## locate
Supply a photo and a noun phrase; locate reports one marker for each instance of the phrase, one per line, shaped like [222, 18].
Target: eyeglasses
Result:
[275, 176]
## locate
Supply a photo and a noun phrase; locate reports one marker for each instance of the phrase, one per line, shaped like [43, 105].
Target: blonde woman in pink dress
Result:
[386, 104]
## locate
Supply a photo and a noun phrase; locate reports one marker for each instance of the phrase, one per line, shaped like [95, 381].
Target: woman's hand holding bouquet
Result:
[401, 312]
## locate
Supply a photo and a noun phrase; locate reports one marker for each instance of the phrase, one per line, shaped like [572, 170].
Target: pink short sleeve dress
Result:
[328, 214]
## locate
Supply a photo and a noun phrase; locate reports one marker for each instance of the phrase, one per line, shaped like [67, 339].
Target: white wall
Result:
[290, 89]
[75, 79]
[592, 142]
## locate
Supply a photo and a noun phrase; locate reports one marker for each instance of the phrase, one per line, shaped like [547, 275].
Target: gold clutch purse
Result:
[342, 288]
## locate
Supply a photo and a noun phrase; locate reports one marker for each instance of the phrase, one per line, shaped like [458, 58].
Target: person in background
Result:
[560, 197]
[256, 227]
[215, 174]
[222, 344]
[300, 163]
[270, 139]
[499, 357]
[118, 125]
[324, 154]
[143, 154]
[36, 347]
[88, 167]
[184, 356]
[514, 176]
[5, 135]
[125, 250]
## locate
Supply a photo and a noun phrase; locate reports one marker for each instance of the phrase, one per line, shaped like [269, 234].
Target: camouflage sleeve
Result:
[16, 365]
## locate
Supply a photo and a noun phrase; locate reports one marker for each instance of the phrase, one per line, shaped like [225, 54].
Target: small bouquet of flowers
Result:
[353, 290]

---

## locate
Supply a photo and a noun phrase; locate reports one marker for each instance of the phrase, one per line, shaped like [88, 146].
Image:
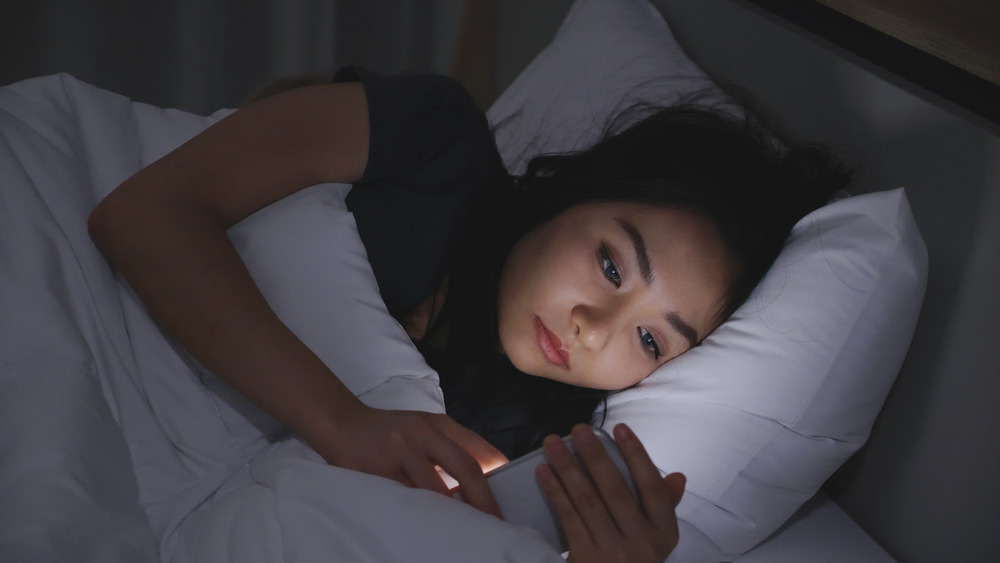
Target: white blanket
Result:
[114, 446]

---

_Short task_: Filter the data above and copy only the lines that contain the word "bouquet".

_Solved exercise_:
Target: woman's hand holding bouquet
Target: small bouquet of flowers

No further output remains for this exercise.